━━━━━ Source passage
Tons of pixels have since been spilt in response to Derbyshire’s article and subsequent dismissal. The dimwitted discourse reflects a polemical landscape from which the Derbs of this world have been uprooted. None of John’s critics can write or reason as he does. None has his “range of historical and literary allusion,” as Mark Steyn observed. John Derbyshire’s is pellucid prose at its best.
A staff writer at The Atlantic epitomizes this fluffy, unfocused, Meghan McCain-like waffle (punctuated with a lot of, “I feel”) that lands you a job at a top publication. “As someone who places a high value on both robust public discourse and the fact that racism is now taboo,” he whimpered, “I won’t even try to mediate between these two except to say that … Derbyshire’s piece was wrongheaded.”
That’s it? A feeble, frightened assertion is a substitute for an argument?
Such cyber-ejaculate gushed from similar androgynous androids, possessors of the Y chromosome. The volume of bad writers safely ensconced in high places, and their voluminous, vapid output strengthened this conviction: More so than enforcing conformity—ousting John was about safeguarding the future of mediocrity.
As Prof. Clyde Wilson of Chronicles Magazine has written,“Tocqueville in the 19th century, and Solzhenitsyn in the 20th, noted that conformity of thought is powerfully prevalent among Americans.” Indeed, Americans cannot abide enormous talent, unless it presents itself in a mindless or uncontroversial field: sports or the hard sciences.
━━━━━━━━━━
━━━━━ Material shown
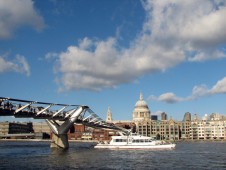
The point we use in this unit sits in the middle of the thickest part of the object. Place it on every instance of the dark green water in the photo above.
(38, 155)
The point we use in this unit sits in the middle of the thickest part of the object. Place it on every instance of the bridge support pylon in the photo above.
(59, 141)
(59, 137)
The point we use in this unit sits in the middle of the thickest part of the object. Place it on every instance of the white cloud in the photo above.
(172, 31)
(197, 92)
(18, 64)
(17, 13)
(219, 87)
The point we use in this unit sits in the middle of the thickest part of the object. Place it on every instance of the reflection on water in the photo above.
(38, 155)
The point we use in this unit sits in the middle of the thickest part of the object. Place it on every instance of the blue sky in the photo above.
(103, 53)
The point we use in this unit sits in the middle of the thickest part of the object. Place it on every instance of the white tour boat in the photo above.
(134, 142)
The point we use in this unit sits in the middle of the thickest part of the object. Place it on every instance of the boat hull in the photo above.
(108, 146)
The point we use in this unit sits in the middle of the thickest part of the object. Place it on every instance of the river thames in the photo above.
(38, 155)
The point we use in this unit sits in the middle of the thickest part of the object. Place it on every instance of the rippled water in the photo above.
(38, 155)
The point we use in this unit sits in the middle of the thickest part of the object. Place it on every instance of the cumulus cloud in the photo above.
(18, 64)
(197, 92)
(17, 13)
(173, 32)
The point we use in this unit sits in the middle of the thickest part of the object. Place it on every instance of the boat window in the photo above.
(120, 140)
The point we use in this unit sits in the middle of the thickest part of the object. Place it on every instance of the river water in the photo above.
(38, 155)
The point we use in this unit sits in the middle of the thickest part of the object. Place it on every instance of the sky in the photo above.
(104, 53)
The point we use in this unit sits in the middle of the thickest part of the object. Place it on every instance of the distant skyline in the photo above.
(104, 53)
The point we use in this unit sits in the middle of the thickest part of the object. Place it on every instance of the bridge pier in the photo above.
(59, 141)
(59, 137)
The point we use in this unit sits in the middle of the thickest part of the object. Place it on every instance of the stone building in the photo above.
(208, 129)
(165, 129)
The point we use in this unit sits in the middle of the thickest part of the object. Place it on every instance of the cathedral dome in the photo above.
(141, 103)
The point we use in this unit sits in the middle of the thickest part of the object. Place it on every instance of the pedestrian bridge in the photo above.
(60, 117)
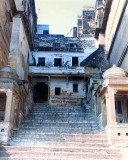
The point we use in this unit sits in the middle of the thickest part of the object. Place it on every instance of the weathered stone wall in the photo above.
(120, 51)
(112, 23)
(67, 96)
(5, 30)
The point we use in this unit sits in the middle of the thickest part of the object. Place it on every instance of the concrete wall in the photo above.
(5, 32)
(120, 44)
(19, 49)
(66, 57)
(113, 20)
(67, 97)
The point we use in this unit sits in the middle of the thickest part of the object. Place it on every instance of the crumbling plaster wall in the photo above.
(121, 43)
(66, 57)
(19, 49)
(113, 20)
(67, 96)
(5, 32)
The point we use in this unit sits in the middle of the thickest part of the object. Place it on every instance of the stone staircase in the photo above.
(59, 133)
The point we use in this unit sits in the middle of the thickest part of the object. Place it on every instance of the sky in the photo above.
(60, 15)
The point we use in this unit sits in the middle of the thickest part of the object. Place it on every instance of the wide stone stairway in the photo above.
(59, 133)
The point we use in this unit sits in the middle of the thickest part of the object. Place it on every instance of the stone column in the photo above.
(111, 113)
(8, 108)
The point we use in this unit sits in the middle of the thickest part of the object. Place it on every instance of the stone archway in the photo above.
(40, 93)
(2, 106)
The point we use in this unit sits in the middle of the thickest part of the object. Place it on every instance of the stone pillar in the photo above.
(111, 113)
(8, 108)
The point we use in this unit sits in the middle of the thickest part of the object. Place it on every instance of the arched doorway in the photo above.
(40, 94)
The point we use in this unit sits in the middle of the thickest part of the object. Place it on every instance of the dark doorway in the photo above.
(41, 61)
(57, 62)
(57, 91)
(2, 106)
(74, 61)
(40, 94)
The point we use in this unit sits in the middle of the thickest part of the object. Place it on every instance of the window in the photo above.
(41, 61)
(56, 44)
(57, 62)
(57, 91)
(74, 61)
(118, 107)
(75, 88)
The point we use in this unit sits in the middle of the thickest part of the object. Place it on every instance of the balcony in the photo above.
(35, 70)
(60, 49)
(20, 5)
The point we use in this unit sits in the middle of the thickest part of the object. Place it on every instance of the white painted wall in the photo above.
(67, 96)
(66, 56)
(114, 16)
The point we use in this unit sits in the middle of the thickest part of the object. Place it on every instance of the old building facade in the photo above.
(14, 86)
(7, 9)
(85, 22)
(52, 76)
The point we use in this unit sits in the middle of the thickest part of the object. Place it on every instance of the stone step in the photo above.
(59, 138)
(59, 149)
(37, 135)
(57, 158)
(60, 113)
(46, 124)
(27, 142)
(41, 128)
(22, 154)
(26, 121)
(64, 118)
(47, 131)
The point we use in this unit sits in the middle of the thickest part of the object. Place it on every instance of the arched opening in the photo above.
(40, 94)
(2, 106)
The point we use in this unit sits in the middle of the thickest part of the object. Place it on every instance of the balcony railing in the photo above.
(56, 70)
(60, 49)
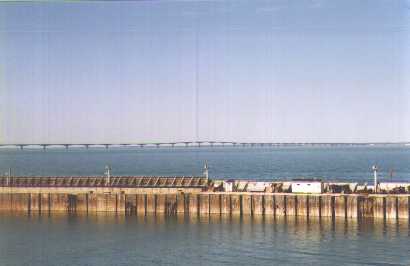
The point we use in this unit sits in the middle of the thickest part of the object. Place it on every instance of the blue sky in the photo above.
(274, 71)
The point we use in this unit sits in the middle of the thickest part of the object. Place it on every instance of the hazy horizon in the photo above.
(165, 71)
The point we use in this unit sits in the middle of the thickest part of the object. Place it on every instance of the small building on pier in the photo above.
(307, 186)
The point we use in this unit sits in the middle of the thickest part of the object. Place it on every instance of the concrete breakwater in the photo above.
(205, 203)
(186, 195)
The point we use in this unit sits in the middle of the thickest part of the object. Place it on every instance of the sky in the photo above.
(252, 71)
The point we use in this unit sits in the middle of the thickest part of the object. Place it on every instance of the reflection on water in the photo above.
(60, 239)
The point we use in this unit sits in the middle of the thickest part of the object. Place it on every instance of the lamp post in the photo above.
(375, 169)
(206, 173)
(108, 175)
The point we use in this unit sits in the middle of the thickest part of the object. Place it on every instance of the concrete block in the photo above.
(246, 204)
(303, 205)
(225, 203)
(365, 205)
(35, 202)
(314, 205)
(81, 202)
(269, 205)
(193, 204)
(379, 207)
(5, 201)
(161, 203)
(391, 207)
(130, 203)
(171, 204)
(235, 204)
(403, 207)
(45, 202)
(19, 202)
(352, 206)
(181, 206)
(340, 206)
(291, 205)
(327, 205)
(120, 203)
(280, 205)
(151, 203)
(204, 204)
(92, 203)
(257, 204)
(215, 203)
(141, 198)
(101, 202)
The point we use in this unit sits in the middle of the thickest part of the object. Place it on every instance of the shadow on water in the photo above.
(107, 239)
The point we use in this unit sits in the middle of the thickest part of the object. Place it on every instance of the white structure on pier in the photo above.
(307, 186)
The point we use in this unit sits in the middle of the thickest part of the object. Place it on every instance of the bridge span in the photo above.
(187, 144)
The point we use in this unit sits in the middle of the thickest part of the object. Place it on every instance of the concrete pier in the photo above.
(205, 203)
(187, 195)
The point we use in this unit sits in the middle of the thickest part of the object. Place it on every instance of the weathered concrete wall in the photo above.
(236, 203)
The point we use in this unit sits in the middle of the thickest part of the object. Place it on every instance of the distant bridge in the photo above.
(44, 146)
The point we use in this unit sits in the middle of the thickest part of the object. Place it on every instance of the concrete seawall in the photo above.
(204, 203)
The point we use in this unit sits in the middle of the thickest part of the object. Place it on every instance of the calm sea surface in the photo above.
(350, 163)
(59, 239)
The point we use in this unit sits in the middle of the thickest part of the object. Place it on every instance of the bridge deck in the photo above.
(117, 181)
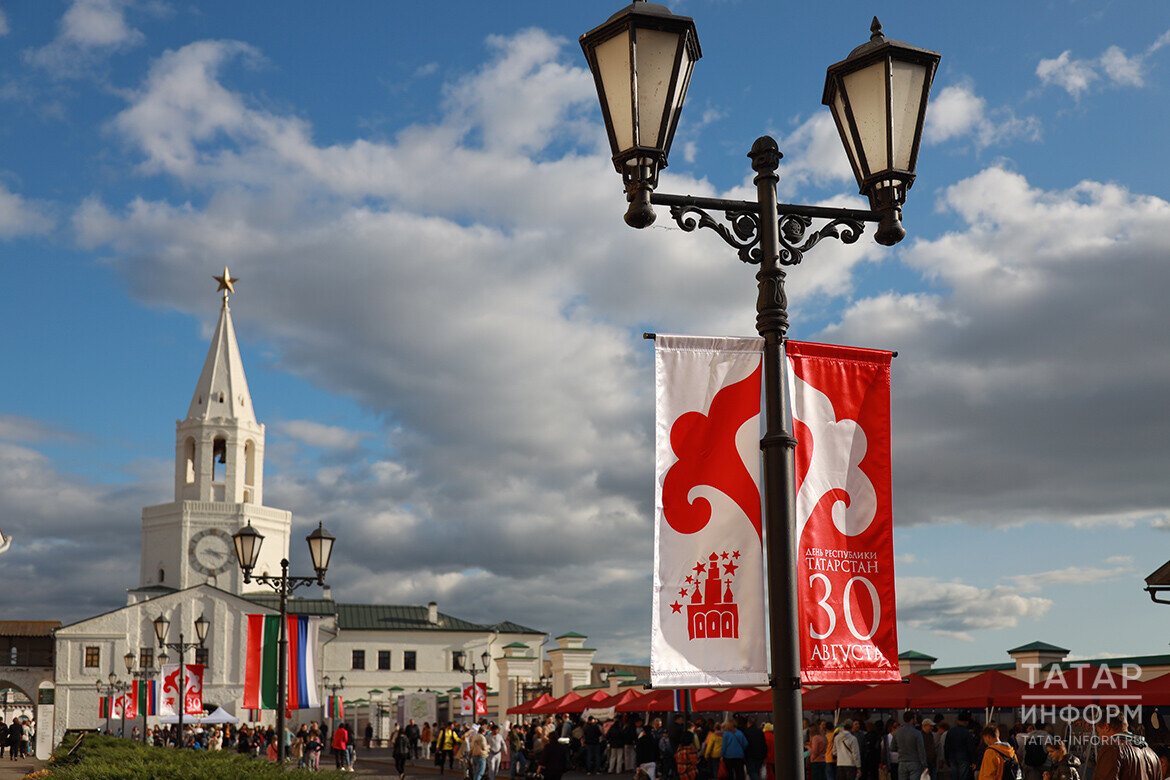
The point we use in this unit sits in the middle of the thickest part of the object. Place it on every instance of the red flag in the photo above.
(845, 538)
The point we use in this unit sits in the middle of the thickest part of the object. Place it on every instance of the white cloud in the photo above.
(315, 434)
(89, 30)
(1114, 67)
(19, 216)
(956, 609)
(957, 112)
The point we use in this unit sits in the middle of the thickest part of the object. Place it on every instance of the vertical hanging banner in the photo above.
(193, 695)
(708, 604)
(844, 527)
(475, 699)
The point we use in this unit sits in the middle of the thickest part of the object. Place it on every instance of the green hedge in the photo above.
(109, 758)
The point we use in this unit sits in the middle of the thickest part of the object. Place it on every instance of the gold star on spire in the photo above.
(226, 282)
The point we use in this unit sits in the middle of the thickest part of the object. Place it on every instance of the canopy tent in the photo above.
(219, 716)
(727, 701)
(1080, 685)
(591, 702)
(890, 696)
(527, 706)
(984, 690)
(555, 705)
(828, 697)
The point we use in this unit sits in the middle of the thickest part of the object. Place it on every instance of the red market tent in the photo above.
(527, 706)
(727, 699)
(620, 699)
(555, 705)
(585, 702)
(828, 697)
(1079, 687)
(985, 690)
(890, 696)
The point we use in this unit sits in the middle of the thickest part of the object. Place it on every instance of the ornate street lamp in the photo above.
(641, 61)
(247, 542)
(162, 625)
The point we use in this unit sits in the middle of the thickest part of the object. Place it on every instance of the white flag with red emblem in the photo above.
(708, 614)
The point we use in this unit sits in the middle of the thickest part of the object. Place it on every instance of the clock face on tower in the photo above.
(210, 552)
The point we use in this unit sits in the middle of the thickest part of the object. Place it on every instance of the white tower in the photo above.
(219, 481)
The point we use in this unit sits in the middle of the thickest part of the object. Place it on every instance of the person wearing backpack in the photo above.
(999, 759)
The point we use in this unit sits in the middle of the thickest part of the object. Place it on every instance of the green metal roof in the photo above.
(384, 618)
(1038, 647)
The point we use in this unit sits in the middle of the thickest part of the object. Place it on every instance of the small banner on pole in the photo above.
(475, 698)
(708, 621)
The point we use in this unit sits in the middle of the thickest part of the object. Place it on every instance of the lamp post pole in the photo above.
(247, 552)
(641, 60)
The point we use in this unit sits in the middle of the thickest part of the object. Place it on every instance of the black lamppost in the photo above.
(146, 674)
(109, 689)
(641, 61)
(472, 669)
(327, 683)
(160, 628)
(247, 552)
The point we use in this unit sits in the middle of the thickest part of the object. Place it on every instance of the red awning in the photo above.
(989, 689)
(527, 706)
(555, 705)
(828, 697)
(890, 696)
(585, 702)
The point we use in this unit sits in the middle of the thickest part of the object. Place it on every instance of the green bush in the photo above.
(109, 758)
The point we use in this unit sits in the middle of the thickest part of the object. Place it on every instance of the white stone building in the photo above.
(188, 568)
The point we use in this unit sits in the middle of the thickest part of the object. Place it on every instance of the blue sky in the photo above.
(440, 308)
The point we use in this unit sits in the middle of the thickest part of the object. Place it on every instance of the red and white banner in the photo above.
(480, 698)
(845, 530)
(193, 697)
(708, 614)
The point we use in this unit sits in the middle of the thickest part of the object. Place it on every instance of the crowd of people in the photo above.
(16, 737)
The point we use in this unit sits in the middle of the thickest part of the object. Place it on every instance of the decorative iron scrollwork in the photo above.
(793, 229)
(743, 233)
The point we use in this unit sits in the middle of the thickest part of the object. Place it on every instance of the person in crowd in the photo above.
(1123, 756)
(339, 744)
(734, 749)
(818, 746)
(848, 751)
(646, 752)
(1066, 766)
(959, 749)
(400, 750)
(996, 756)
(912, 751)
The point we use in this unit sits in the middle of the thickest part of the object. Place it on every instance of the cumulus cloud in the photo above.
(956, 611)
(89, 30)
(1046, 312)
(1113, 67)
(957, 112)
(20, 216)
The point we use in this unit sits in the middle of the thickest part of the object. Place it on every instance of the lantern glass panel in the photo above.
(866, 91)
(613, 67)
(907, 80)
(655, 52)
━━━━━━━━━━
## Problems and tasks
A. Using the Derbyshire passage above, decide whether each statement agrees with it: (i) Mark Steyn remarked on Derbyshire's range of historical and literary allusion; (ii) the staff writer at The Atlantic judged Derbyshire's piece to be sound; (iii) Clyde Wilson is linked in the passage to Chronicles Magazine. Answer yes or no for each and quote the deciding words.
B. According to the Derbyshire passage, in which two fields will Americans put up with enormous talent?
C. Write a continuation of the Derbyshire passage, picking up after its last sentence.

## Exercise answers
A.
(i) Yes: "None has his “range of historical and literary allusion,” as Mark Steyn observed."
(ii) No: "Derbyshire’s piece was wrongheaded."
(iii) Yes: "As Prof. Clyde Wilson of Chronicles Magazine has written"

B. Sports or the hard sciences.

C.
Cognitive consonance is what writing in the Age of the idiot is all about. The key to success in the scribbling profession is to strike the right balance of mediocrity in writing and thinking, which invariably entails echoing one of two party lines, poorly.
Conservatism once had the genius of James Burnham, Russell Kirk, Frank Chodorov, and Felix Morley; now the brand boasts S. E. Cupp, Kathryn Jean Lopez, Rich Lowry, and their editorial enablers. (Perhaps NR will recruit Jedediah [sic] Bila in place of Derb?)
Mark Steyn made sure to append a disclaimer to his defense of Derb: “Didn’t like the piece.”
For my part, I cop to Western man’s individualist disdain—could it be his weakness?—for race as an organizing principle. For me, the road to freedom lies in beating back the state, so that individuals may regain freedom of association, dominion over property, the absolute right of self-defense; the right to hire, fire, and, generally, associate at will.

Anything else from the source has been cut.